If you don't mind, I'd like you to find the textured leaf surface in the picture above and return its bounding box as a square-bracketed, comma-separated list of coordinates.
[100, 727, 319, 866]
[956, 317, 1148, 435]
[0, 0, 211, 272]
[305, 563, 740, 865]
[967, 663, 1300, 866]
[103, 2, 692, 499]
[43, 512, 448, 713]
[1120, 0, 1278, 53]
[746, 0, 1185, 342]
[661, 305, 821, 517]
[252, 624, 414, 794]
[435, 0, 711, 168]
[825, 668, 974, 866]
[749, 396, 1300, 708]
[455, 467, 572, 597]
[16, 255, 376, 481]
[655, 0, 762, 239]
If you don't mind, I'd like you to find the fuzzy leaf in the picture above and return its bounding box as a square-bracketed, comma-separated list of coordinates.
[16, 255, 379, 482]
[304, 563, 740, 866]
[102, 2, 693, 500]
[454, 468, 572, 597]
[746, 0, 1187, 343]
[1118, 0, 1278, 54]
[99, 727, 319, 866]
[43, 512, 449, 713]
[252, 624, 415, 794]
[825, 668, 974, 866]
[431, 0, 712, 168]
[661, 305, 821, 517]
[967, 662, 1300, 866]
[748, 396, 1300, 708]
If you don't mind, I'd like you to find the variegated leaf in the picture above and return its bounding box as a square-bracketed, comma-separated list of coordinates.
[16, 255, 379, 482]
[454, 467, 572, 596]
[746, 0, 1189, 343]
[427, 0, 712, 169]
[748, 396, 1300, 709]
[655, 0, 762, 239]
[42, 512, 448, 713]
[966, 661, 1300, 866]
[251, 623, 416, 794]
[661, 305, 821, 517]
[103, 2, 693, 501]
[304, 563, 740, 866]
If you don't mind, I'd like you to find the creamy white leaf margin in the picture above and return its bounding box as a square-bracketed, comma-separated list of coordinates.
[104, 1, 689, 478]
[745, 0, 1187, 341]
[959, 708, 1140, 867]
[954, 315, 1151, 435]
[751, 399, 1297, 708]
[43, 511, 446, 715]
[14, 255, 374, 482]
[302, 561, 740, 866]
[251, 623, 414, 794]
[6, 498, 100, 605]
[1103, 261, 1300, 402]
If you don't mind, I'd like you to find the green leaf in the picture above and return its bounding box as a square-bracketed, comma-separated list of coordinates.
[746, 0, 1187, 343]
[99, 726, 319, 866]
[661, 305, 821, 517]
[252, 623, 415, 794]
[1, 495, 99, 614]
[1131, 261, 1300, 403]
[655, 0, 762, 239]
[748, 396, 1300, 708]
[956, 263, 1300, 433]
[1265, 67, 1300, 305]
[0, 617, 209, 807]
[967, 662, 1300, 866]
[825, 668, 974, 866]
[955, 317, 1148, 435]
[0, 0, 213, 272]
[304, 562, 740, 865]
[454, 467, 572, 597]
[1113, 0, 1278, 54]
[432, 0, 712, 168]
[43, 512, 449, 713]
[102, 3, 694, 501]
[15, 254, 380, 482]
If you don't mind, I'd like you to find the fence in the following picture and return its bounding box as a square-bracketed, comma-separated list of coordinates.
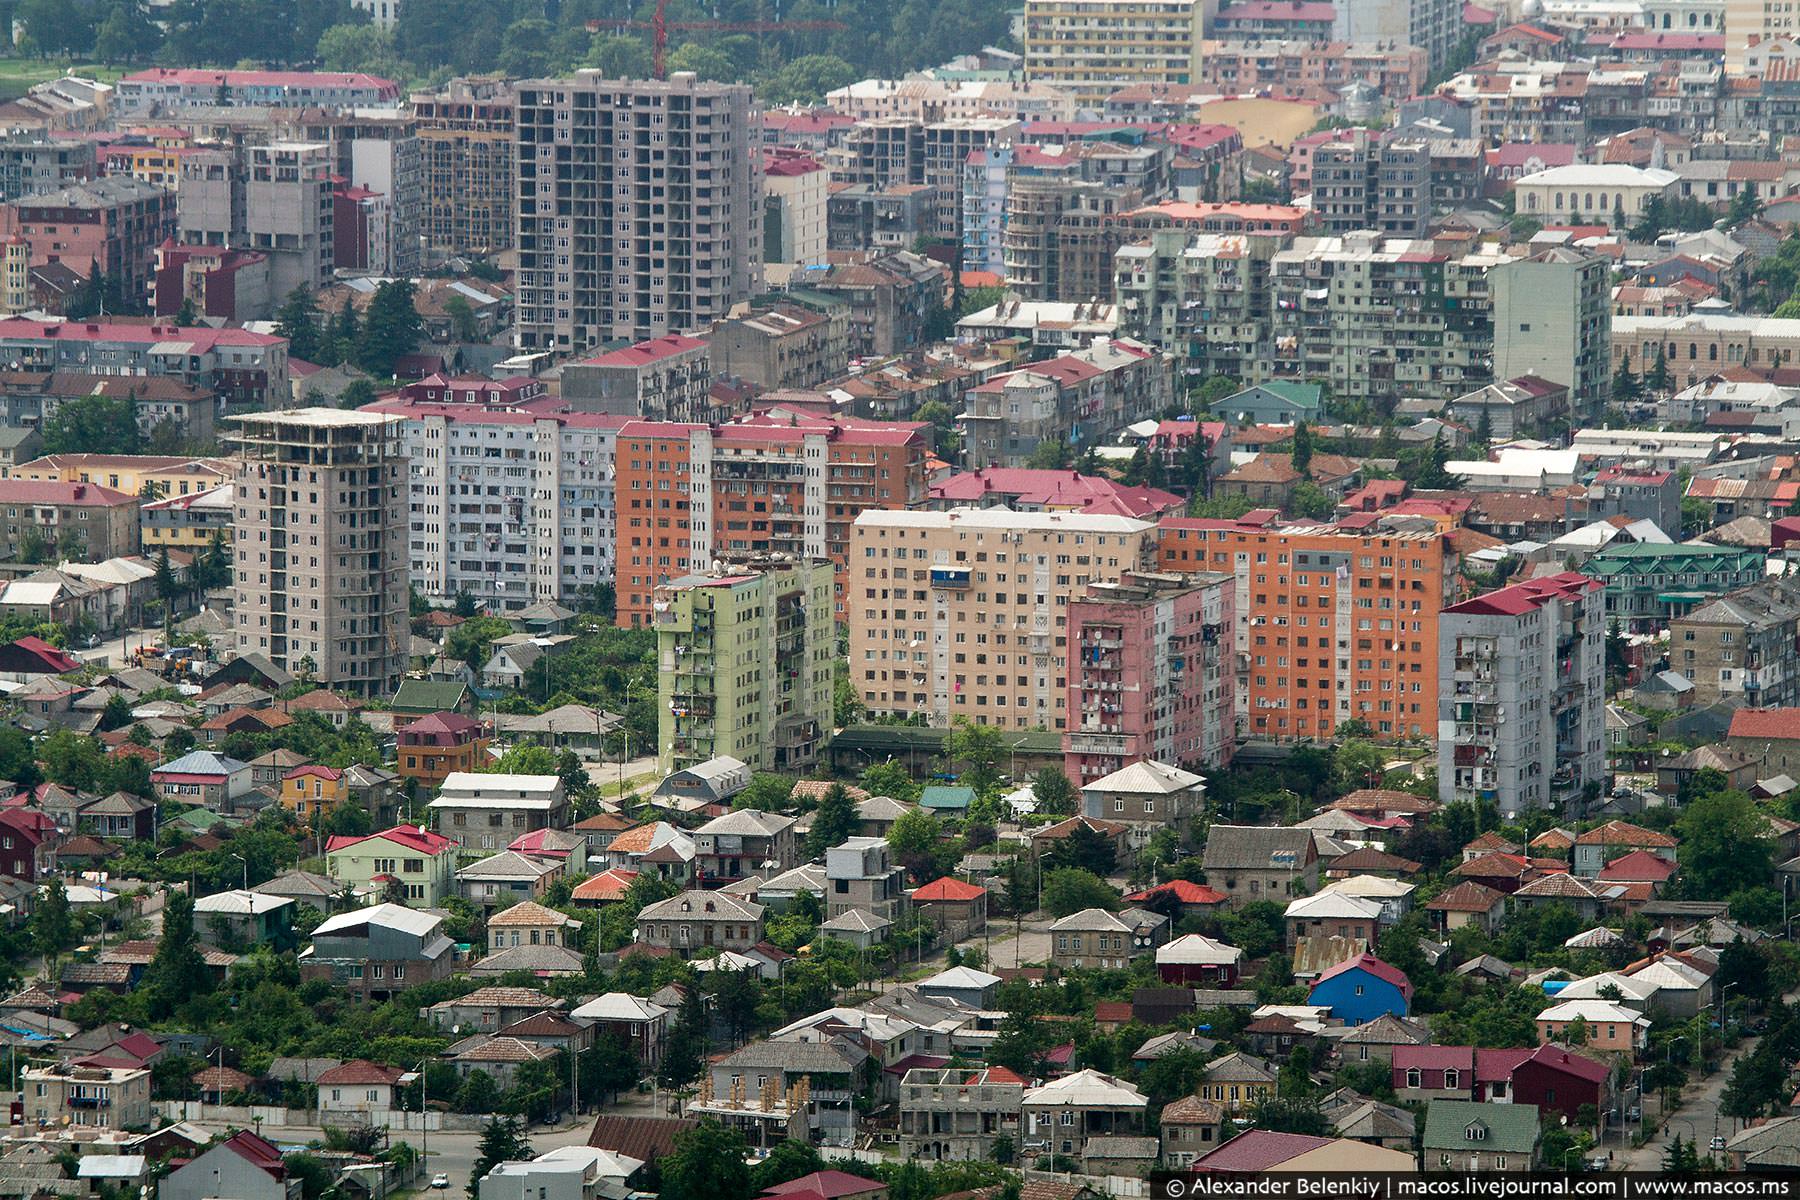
[157, 1101, 495, 1133]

= = = = = = =

* _Task objective_
Copy all of the listing word for word, minus the images.

* _Answer space_
If you don't mind, I'd like you to find the textured leaf surface in the picture above and return its bounding box as a square-bracketed, comma-separated list of coordinates.
[100, 727, 319, 866]
[956, 317, 1148, 435]
[0, 0, 211, 272]
[305, 563, 740, 865]
[967, 663, 1300, 866]
[103, 2, 692, 499]
[43, 512, 448, 713]
[1120, 0, 1278, 53]
[746, 0, 1185, 342]
[661, 305, 821, 517]
[252, 624, 414, 794]
[435, 0, 711, 168]
[825, 668, 974, 866]
[749, 396, 1300, 708]
[455, 467, 572, 597]
[16, 255, 376, 481]
[655, 0, 762, 239]
If you don't mind, I'd like you to find the fuzzy leaf in the picture above and return its bounding box as a square-bracketed, comma-separated list of coordinates.
[16, 255, 379, 482]
[304, 563, 740, 866]
[102, 2, 693, 500]
[454, 468, 572, 597]
[746, 0, 1187, 343]
[1118, 0, 1278, 54]
[99, 727, 319, 866]
[43, 512, 449, 713]
[252, 624, 415, 794]
[825, 668, 974, 866]
[431, 0, 712, 168]
[661, 305, 821, 517]
[967, 662, 1300, 866]
[748, 396, 1300, 708]
If you don't mind, I'd like you to find the variegated leaf in the picture above and return its bounding box as a square-bracketed, comma-separated list of coordinates.
[16, 255, 379, 482]
[454, 467, 572, 596]
[746, 0, 1189, 343]
[427, 0, 712, 169]
[748, 396, 1300, 709]
[655, 0, 762, 239]
[42, 512, 448, 713]
[966, 661, 1300, 866]
[251, 623, 416, 794]
[661, 305, 821, 517]
[103, 2, 693, 501]
[304, 563, 740, 866]
If you don't mind, I'd like you to find the creamy white leaf margin in the picture above and return its bounding box as a square-bracketed, comma-separated list of coordinates.
[104, 1, 689, 478]
[745, 0, 1187, 341]
[959, 708, 1140, 867]
[954, 315, 1151, 435]
[751, 399, 1297, 708]
[43, 511, 446, 715]
[14, 255, 374, 482]
[302, 561, 740, 866]
[251, 623, 414, 794]
[6, 498, 100, 605]
[1103, 261, 1300, 402]
If you don't mind, I'd like you to find the green leaf in the picture above and return its bounding box as a square-bracketed, comma-separated list of coordinates.
[746, 0, 1187, 343]
[99, 726, 319, 866]
[661, 305, 821, 517]
[252, 623, 415, 794]
[1, 495, 99, 614]
[1131, 261, 1300, 403]
[655, 0, 762, 239]
[748, 396, 1300, 708]
[956, 263, 1300, 433]
[1265, 67, 1300, 305]
[0, 617, 209, 807]
[967, 662, 1300, 866]
[825, 668, 974, 866]
[955, 317, 1148, 435]
[0, 0, 213, 272]
[304, 562, 740, 865]
[454, 467, 572, 597]
[1113, 0, 1278, 54]
[432, 0, 712, 168]
[43, 512, 449, 713]
[102, 3, 694, 501]
[15, 254, 380, 482]
If you don't mind, I'd like you to find the fence in the following picture and return its bounding box as a square-bracketed, comma-separated list of coordinates.
[157, 1101, 495, 1133]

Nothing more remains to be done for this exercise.